# LISTED ENTRIES start
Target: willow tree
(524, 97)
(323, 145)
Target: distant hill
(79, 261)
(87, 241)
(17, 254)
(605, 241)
# LISTED ENTRIES end
WRITTEN REQUEST: Show each row above that contains the string "Target", copying it in full. Letter case counts when matching.

ANSWER TO THE TASK:
Target: willow tree
Target: distant hill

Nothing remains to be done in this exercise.